26 From Conditionals to Marginals

In Chapter 16, we considered situations where the distribution of two discrete random variables \(X\) and \(Y\) was specified by

first specifying the PMF of \(X\),
then specifying the conditional PMF of \(Y\) given \(X\).

We saw that the (marginal) PMF of \(Y\) could be calculated using the Law of Total Probability (Theorem 7.1) \[ f_Y(y) = \sum_x f(x, y) = \sum_x f_X(x) f_{Y|X}(y|x). \tag{26.1}\]

We now generalize Equation 26.1 to the situation where \(X\) or \(Y\) may be continuous.

26.1 Laws of Total Probability

As a warm-up, we revisit Example 23.7, where \(X\) and \(Y\) represent the times that you and a friend have to wait to enter an amusement park. We assumed that \(X\) and \(Y\) were independent \(\text{Exponential}(\lambda_1)\) and \(\text{Exponential}(\lambda_2)\) random variables, respectively. Previously, we calculated \(P(X < Y)\) using a double integral. Now, we show how to calculate this probability using the Law of Total Probability.

Goals:
1. Retype the section on conditionals and marginals word for word, everything from "In Chapter 16, we" down to "may be continuous.".
2. In the section on conditionals and marginals, which theorem number is given for the Law of Total Probability?
3. Proceed with the section on conditionals and marginals, picking up right after its last sentence.
The lines have no role in any of this.

[Rows of box annotation data]
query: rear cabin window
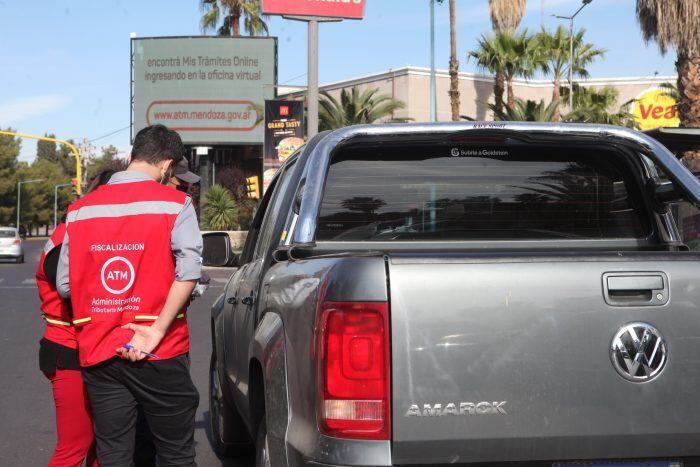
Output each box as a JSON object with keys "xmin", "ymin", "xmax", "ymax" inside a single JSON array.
[{"xmin": 316, "ymin": 146, "xmax": 651, "ymax": 242}]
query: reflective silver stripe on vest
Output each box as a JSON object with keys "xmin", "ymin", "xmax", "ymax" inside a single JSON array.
[
  {"xmin": 66, "ymin": 201, "xmax": 184, "ymax": 222},
  {"xmin": 44, "ymin": 238, "xmax": 56, "ymax": 255}
]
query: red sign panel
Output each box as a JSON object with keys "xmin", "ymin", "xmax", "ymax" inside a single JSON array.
[{"xmin": 263, "ymin": 0, "xmax": 367, "ymax": 19}]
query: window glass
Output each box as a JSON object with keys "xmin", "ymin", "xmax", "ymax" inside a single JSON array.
[
  {"xmin": 255, "ymin": 162, "xmax": 296, "ymax": 258},
  {"xmin": 671, "ymin": 202, "xmax": 700, "ymax": 251},
  {"xmin": 316, "ymin": 145, "xmax": 651, "ymax": 241}
]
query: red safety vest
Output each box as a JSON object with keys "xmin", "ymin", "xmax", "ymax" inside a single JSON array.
[
  {"xmin": 66, "ymin": 180, "xmax": 190, "ymax": 366},
  {"xmin": 35, "ymin": 223, "xmax": 78, "ymax": 349}
]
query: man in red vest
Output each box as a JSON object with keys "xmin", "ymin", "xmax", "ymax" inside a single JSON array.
[
  {"xmin": 56, "ymin": 125, "xmax": 202, "ymax": 467},
  {"xmin": 36, "ymin": 223, "xmax": 98, "ymax": 467}
]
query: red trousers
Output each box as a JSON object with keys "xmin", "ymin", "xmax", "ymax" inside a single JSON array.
[{"xmin": 46, "ymin": 368, "xmax": 98, "ymax": 467}]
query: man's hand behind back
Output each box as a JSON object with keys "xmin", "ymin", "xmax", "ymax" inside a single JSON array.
[{"xmin": 116, "ymin": 323, "xmax": 165, "ymax": 362}]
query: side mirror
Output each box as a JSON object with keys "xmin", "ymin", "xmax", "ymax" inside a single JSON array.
[{"xmin": 202, "ymin": 232, "xmax": 234, "ymax": 267}]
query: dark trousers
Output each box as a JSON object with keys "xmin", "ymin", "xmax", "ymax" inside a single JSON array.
[{"xmin": 83, "ymin": 355, "xmax": 199, "ymax": 467}]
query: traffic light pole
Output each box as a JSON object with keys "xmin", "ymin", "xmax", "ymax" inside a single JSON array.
[
  {"xmin": 16, "ymin": 178, "xmax": 44, "ymax": 231},
  {"xmin": 307, "ymin": 19, "xmax": 318, "ymax": 139},
  {"xmin": 0, "ymin": 130, "xmax": 82, "ymax": 196},
  {"xmin": 53, "ymin": 183, "xmax": 72, "ymax": 229}
]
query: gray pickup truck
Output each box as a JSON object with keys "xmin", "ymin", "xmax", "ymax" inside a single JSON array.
[{"xmin": 209, "ymin": 122, "xmax": 700, "ymax": 467}]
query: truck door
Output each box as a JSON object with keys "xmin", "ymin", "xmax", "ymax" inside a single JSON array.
[{"xmin": 231, "ymin": 162, "xmax": 295, "ymax": 406}]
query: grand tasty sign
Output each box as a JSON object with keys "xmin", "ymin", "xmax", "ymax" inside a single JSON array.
[
  {"xmin": 132, "ymin": 37, "xmax": 277, "ymax": 144},
  {"xmin": 632, "ymin": 88, "xmax": 680, "ymax": 131},
  {"xmin": 262, "ymin": 0, "xmax": 366, "ymax": 19}
]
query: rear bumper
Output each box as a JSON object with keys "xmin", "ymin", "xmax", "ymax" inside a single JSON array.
[{"xmin": 286, "ymin": 431, "xmax": 392, "ymax": 467}]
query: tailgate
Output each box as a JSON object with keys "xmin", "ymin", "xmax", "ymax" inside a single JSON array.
[{"xmin": 388, "ymin": 254, "xmax": 700, "ymax": 464}]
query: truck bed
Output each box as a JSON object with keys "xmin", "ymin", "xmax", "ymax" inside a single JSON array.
[{"xmin": 387, "ymin": 252, "xmax": 700, "ymax": 465}]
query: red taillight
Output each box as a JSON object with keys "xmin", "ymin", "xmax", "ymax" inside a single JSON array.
[{"xmin": 318, "ymin": 302, "xmax": 391, "ymax": 440}]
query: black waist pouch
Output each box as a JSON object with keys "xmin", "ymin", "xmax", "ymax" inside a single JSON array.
[{"xmin": 39, "ymin": 339, "xmax": 80, "ymax": 375}]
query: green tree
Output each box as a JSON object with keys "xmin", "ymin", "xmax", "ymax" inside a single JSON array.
[
  {"xmin": 19, "ymin": 158, "xmax": 73, "ymax": 234},
  {"xmin": 318, "ymin": 86, "xmax": 408, "ymax": 131},
  {"xmin": 537, "ymin": 26, "xmax": 605, "ymax": 122},
  {"xmin": 57, "ymin": 139, "xmax": 75, "ymax": 178},
  {"xmin": 637, "ymin": 0, "xmax": 700, "ymax": 139},
  {"xmin": 561, "ymin": 84, "xmax": 636, "ymax": 128},
  {"xmin": 200, "ymin": 185, "xmax": 237, "ymax": 230},
  {"xmin": 200, "ymin": 0, "xmax": 269, "ymax": 37},
  {"xmin": 489, "ymin": 0, "xmax": 527, "ymax": 109},
  {"xmin": 36, "ymin": 133, "xmax": 58, "ymax": 164},
  {"xmin": 489, "ymin": 97, "xmax": 558, "ymax": 122},
  {"xmin": 0, "ymin": 128, "xmax": 22, "ymax": 225},
  {"xmin": 468, "ymin": 30, "xmax": 545, "ymax": 109}
]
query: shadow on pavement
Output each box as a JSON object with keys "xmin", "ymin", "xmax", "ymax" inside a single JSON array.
[{"xmin": 200, "ymin": 410, "xmax": 255, "ymax": 467}]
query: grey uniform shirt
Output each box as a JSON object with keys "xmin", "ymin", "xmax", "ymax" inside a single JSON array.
[{"xmin": 56, "ymin": 170, "xmax": 202, "ymax": 298}]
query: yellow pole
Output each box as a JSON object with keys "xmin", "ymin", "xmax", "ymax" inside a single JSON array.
[{"xmin": 0, "ymin": 130, "xmax": 82, "ymax": 196}]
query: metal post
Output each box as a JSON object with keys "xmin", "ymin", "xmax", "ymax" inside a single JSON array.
[
  {"xmin": 53, "ymin": 183, "xmax": 71, "ymax": 230},
  {"xmin": 53, "ymin": 185, "xmax": 58, "ymax": 230},
  {"xmin": 430, "ymin": 0, "xmax": 437, "ymax": 122},
  {"xmin": 552, "ymin": 0, "xmax": 593, "ymax": 111},
  {"xmin": 306, "ymin": 19, "xmax": 318, "ymax": 138},
  {"xmin": 15, "ymin": 182, "xmax": 22, "ymax": 232},
  {"xmin": 16, "ymin": 178, "xmax": 44, "ymax": 230},
  {"xmin": 569, "ymin": 16, "xmax": 574, "ymax": 112}
]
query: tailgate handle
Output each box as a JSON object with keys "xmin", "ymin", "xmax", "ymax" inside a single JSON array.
[
  {"xmin": 608, "ymin": 276, "xmax": 664, "ymax": 291},
  {"xmin": 603, "ymin": 272, "xmax": 669, "ymax": 306}
]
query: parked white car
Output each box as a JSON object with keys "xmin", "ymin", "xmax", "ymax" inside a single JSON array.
[{"xmin": 0, "ymin": 227, "xmax": 24, "ymax": 263}]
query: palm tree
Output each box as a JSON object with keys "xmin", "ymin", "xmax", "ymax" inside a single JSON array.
[
  {"xmin": 318, "ymin": 86, "xmax": 409, "ymax": 131},
  {"xmin": 537, "ymin": 26, "xmax": 605, "ymax": 122},
  {"xmin": 489, "ymin": 0, "xmax": 527, "ymax": 32},
  {"xmin": 468, "ymin": 31, "xmax": 545, "ymax": 109},
  {"xmin": 488, "ymin": 97, "xmax": 558, "ymax": 122},
  {"xmin": 200, "ymin": 0, "xmax": 269, "ymax": 37},
  {"xmin": 201, "ymin": 185, "xmax": 237, "ymax": 230},
  {"xmin": 489, "ymin": 0, "xmax": 527, "ymax": 108},
  {"xmin": 450, "ymin": 0, "xmax": 459, "ymax": 122},
  {"xmin": 561, "ymin": 85, "xmax": 636, "ymax": 128},
  {"xmin": 637, "ymin": 0, "xmax": 700, "ymax": 141}
]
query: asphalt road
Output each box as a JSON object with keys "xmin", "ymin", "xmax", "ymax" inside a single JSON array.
[{"xmin": 0, "ymin": 240, "xmax": 253, "ymax": 467}]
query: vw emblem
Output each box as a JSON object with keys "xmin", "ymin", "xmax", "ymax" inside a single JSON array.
[{"xmin": 610, "ymin": 323, "xmax": 668, "ymax": 383}]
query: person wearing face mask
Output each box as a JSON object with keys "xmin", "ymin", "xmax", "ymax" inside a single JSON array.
[
  {"xmin": 56, "ymin": 125, "xmax": 202, "ymax": 466},
  {"xmin": 168, "ymin": 158, "xmax": 201, "ymax": 193}
]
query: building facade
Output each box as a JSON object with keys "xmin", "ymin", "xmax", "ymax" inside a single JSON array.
[{"xmin": 280, "ymin": 66, "xmax": 676, "ymax": 122}]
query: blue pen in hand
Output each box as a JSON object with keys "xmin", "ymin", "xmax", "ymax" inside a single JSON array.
[{"xmin": 122, "ymin": 343, "xmax": 160, "ymax": 360}]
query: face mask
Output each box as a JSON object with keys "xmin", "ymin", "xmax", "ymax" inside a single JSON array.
[{"xmin": 158, "ymin": 167, "xmax": 173, "ymax": 185}]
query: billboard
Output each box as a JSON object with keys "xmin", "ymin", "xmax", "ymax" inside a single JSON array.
[
  {"xmin": 263, "ymin": 0, "xmax": 366, "ymax": 19},
  {"xmin": 131, "ymin": 37, "xmax": 277, "ymax": 144},
  {"xmin": 263, "ymin": 100, "xmax": 304, "ymax": 191},
  {"xmin": 632, "ymin": 88, "xmax": 680, "ymax": 131}
]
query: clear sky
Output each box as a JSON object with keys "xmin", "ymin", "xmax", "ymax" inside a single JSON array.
[{"xmin": 0, "ymin": 0, "xmax": 675, "ymax": 160}]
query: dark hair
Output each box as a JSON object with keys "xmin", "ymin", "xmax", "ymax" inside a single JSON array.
[
  {"xmin": 131, "ymin": 125, "xmax": 185, "ymax": 166},
  {"xmin": 87, "ymin": 159, "xmax": 127, "ymax": 193}
]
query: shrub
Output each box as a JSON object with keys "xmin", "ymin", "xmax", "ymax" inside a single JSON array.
[{"xmin": 200, "ymin": 185, "xmax": 238, "ymax": 230}]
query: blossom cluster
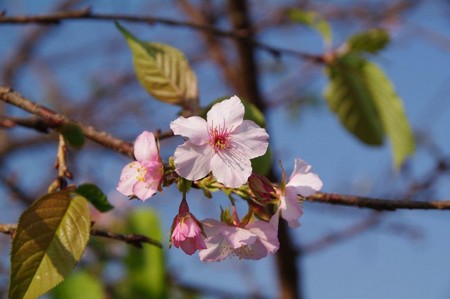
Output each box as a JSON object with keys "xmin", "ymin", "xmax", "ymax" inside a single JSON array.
[{"xmin": 117, "ymin": 96, "xmax": 322, "ymax": 262}]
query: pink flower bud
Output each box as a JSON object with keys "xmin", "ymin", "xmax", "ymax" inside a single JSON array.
[{"xmin": 171, "ymin": 199, "xmax": 206, "ymax": 255}]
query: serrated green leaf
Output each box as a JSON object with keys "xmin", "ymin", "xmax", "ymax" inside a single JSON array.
[
  {"xmin": 52, "ymin": 271, "xmax": 107, "ymax": 299},
  {"xmin": 358, "ymin": 62, "xmax": 415, "ymax": 168},
  {"xmin": 75, "ymin": 183, "xmax": 114, "ymax": 213},
  {"xmin": 288, "ymin": 8, "xmax": 332, "ymax": 44},
  {"xmin": 347, "ymin": 29, "xmax": 389, "ymax": 53},
  {"xmin": 9, "ymin": 190, "xmax": 91, "ymax": 299},
  {"xmin": 116, "ymin": 23, "xmax": 198, "ymax": 108},
  {"xmin": 325, "ymin": 55, "xmax": 414, "ymax": 167},
  {"xmin": 59, "ymin": 123, "xmax": 84, "ymax": 149},
  {"xmin": 251, "ymin": 147, "xmax": 272, "ymax": 175},
  {"xmin": 178, "ymin": 177, "xmax": 192, "ymax": 193},
  {"xmin": 123, "ymin": 209, "xmax": 168, "ymax": 299}
]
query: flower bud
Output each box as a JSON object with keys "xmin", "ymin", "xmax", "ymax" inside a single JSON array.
[{"xmin": 248, "ymin": 173, "xmax": 276, "ymax": 205}]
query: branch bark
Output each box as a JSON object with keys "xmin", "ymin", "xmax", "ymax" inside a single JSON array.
[
  {"xmin": 0, "ymin": 9, "xmax": 325, "ymax": 63},
  {"xmin": 305, "ymin": 192, "xmax": 450, "ymax": 211},
  {"xmin": 0, "ymin": 223, "xmax": 163, "ymax": 248}
]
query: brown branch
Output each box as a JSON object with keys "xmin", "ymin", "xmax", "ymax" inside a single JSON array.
[
  {"xmin": 305, "ymin": 192, "xmax": 450, "ymax": 211},
  {"xmin": 0, "ymin": 223, "xmax": 163, "ymax": 248},
  {"xmin": 91, "ymin": 229, "xmax": 163, "ymax": 248},
  {"xmin": 299, "ymin": 213, "xmax": 381, "ymax": 254},
  {"xmin": 5, "ymin": 87, "xmax": 450, "ymax": 211},
  {"xmin": 0, "ymin": 8, "xmax": 325, "ymax": 63},
  {"xmin": 0, "ymin": 87, "xmax": 133, "ymax": 158},
  {"xmin": 0, "ymin": 116, "xmax": 48, "ymax": 133}
]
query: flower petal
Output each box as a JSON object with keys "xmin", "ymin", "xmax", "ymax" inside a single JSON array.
[
  {"xmin": 133, "ymin": 181, "xmax": 158, "ymax": 201},
  {"xmin": 116, "ymin": 161, "xmax": 141, "ymax": 196},
  {"xmin": 174, "ymin": 140, "xmax": 214, "ymax": 180},
  {"xmin": 279, "ymin": 186, "xmax": 303, "ymax": 227},
  {"xmin": 134, "ymin": 131, "xmax": 159, "ymax": 161},
  {"xmin": 230, "ymin": 120, "xmax": 269, "ymax": 159},
  {"xmin": 206, "ymin": 96, "xmax": 245, "ymax": 129},
  {"xmin": 198, "ymin": 235, "xmax": 233, "ymax": 262},
  {"xmin": 286, "ymin": 159, "xmax": 323, "ymax": 196},
  {"xmin": 170, "ymin": 116, "xmax": 209, "ymax": 145},
  {"xmin": 245, "ymin": 221, "xmax": 280, "ymax": 258},
  {"xmin": 211, "ymin": 148, "xmax": 252, "ymax": 188}
]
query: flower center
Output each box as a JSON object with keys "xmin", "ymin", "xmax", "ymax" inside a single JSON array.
[
  {"xmin": 233, "ymin": 245, "xmax": 255, "ymax": 259},
  {"xmin": 208, "ymin": 127, "xmax": 230, "ymax": 151},
  {"xmin": 136, "ymin": 165, "xmax": 147, "ymax": 182}
]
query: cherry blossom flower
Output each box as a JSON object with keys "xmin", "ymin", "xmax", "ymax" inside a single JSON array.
[
  {"xmin": 277, "ymin": 158, "xmax": 323, "ymax": 227},
  {"xmin": 116, "ymin": 131, "xmax": 163, "ymax": 201},
  {"xmin": 199, "ymin": 219, "xmax": 280, "ymax": 262},
  {"xmin": 169, "ymin": 199, "xmax": 206, "ymax": 255},
  {"xmin": 170, "ymin": 96, "xmax": 269, "ymax": 188}
]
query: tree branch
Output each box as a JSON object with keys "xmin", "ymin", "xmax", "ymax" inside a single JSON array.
[
  {"xmin": 0, "ymin": 87, "xmax": 134, "ymax": 158},
  {"xmin": 0, "ymin": 223, "xmax": 163, "ymax": 248},
  {"xmin": 305, "ymin": 192, "xmax": 450, "ymax": 211},
  {"xmin": 0, "ymin": 8, "xmax": 326, "ymax": 63},
  {"xmin": 0, "ymin": 87, "xmax": 450, "ymax": 211}
]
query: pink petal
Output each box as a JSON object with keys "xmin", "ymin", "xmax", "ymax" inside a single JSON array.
[
  {"xmin": 245, "ymin": 221, "xmax": 280, "ymax": 254},
  {"xmin": 180, "ymin": 239, "xmax": 197, "ymax": 255},
  {"xmin": 286, "ymin": 158, "xmax": 323, "ymax": 196},
  {"xmin": 141, "ymin": 159, "xmax": 164, "ymax": 185},
  {"xmin": 174, "ymin": 141, "xmax": 214, "ymax": 181},
  {"xmin": 230, "ymin": 120, "xmax": 269, "ymax": 159},
  {"xmin": 116, "ymin": 161, "xmax": 141, "ymax": 196},
  {"xmin": 134, "ymin": 131, "xmax": 159, "ymax": 161},
  {"xmin": 211, "ymin": 148, "xmax": 252, "ymax": 188},
  {"xmin": 133, "ymin": 181, "xmax": 158, "ymax": 201},
  {"xmin": 233, "ymin": 239, "xmax": 267, "ymax": 260},
  {"xmin": 170, "ymin": 116, "xmax": 209, "ymax": 145},
  {"xmin": 279, "ymin": 186, "xmax": 303, "ymax": 227},
  {"xmin": 224, "ymin": 226, "xmax": 257, "ymax": 248},
  {"xmin": 202, "ymin": 219, "xmax": 256, "ymax": 248},
  {"xmin": 206, "ymin": 96, "xmax": 245, "ymax": 129},
  {"xmin": 198, "ymin": 235, "xmax": 233, "ymax": 262}
]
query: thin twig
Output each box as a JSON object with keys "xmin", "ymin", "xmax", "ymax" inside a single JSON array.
[
  {"xmin": 305, "ymin": 192, "xmax": 450, "ymax": 211},
  {"xmin": 0, "ymin": 8, "xmax": 325, "ymax": 63},
  {"xmin": 0, "ymin": 87, "xmax": 450, "ymax": 211},
  {"xmin": 0, "ymin": 87, "xmax": 134, "ymax": 158},
  {"xmin": 0, "ymin": 223, "xmax": 163, "ymax": 248}
]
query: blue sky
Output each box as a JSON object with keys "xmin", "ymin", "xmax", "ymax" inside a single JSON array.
[{"xmin": 0, "ymin": 1, "xmax": 450, "ymax": 299}]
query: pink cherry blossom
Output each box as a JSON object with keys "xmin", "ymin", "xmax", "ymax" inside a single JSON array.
[
  {"xmin": 117, "ymin": 131, "xmax": 163, "ymax": 201},
  {"xmin": 171, "ymin": 199, "xmax": 206, "ymax": 255},
  {"xmin": 170, "ymin": 96, "xmax": 269, "ymax": 188},
  {"xmin": 277, "ymin": 158, "xmax": 323, "ymax": 227},
  {"xmin": 199, "ymin": 219, "xmax": 280, "ymax": 262}
]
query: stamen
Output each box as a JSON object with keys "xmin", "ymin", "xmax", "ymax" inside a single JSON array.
[{"xmin": 208, "ymin": 120, "xmax": 230, "ymax": 151}]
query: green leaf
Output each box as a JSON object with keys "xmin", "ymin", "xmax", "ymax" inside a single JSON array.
[
  {"xmin": 251, "ymin": 146, "xmax": 272, "ymax": 175},
  {"xmin": 325, "ymin": 55, "xmax": 415, "ymax": 167},
  {"xmin": 116, "ymin": 23, "xmax": 198, "ymax": 108},
  {"xmin": 9, "ymin": 190, "xmax": 91, "ymax": 299},
  {"xmin": 59, "ymin": 123, "xmax": 84, "ymax": 149},
  {"xmin": 122, "ymin": 209, "xmax": 168, "ymax": 298},
  {"xmin": 347, "ymin": 29, "xmax": 389, "ymax": 53},
  {"xmin": 75, "ymin": 183, "xmax": 114, "ymax": 213},
  {"xmin": 288, "ymin": 8, "xmax": 332, "ymax": 44},
  {"xmin": 178, "ymin": 177, "xmax": 192, "ymax": 193},
  {"xmin": 52, "ymin": 271, "xmax": 107, "ymax": 299}
]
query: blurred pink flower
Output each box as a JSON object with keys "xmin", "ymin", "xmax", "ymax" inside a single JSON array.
[
  {"xmin": 199, "ymin": 219, "xmax": 280, "ymax": 262},
  {"xmin": 170, "ymin": 96, "xmax": 269, "ymax": 188},
  {"xmin": 116, "ymin": 131, "xmax": 163, "ymax": 201},
  {"xmin": 277, "ymin": 158, "xmax": 323, "ymax": 227},
  {"xmin": 170, "ymin": 199, "xmax": 206, "ymax": 255}
]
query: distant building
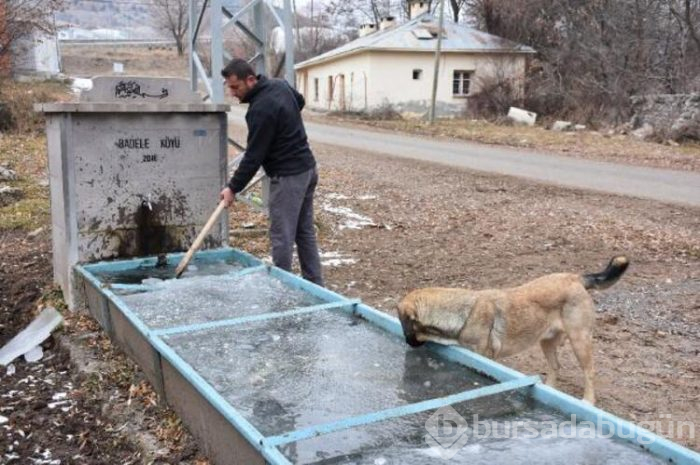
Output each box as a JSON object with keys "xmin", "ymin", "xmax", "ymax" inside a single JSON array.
[
  {"xmin": 296, "ymin": 0, "xmax": 535, "ymax": 116},
  {"xmin": 12, "ymin": 30, "xmax": 61, "ymax": 77}
]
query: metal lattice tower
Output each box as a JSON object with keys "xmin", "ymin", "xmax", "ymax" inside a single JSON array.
[{"xmin": 189, "ymin": 0, "xmax": 295, "ymax": 103}]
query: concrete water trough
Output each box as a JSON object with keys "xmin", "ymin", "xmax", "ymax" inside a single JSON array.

Answers to the tasks:
1.
In Chapter 16, we considered situations where the distribution of two discrete random variables \(X\) and \(Y\) was specified by

first specifying the PMF of \(X\),
then specifying the conditional PMF of \(Y\) given \(X\).

We saw that the (marginal) PMF of \(Y\) could be calculated using the Law of Total Probability (Theorem 7.1) \[ f_Y(y) = \sum_x f(x, y) = \sum_x f_X(x) f_{Y|X}(y|x). \tag{26.1}\]

We now generalize Equation 26.1 to the situation where \(X\) or \(Y\) may be continuous.

2. Theorem 7.1

3.
Example 26.1 (Queueing theory (Law of Total Probability version)) If we condition on the event \(\{ X = x \}\), then we obtain a probability that involves only one random variable: \[ P(X < Y | X = x) = P(Y > x | X = x) = P(Y > x). \] We can calculate this latter probability by integrating the PDF of \(Y\), or using its known CDF: \[ P(Y > x) = 1 - F_Y(x) = 1 - (1 - e^{-\lambda_2 x}) = e^{-\lambda_2 x}. \]

Now, we aggregate these conditional probabilities to obtain the overall probability of \(\{ X < Y \}\). To do this, we use the continuous analog of the Law of Total Probability. \[ P(X < Y) = \int_{-\infty}^\infty P(X < Y | X = x) f_X(x)\,dx. \tag{26.2}\] Equation 26.2 is just like its discrete cousin, except with the PMF replaced by the PDF and the sum replaced by an integral.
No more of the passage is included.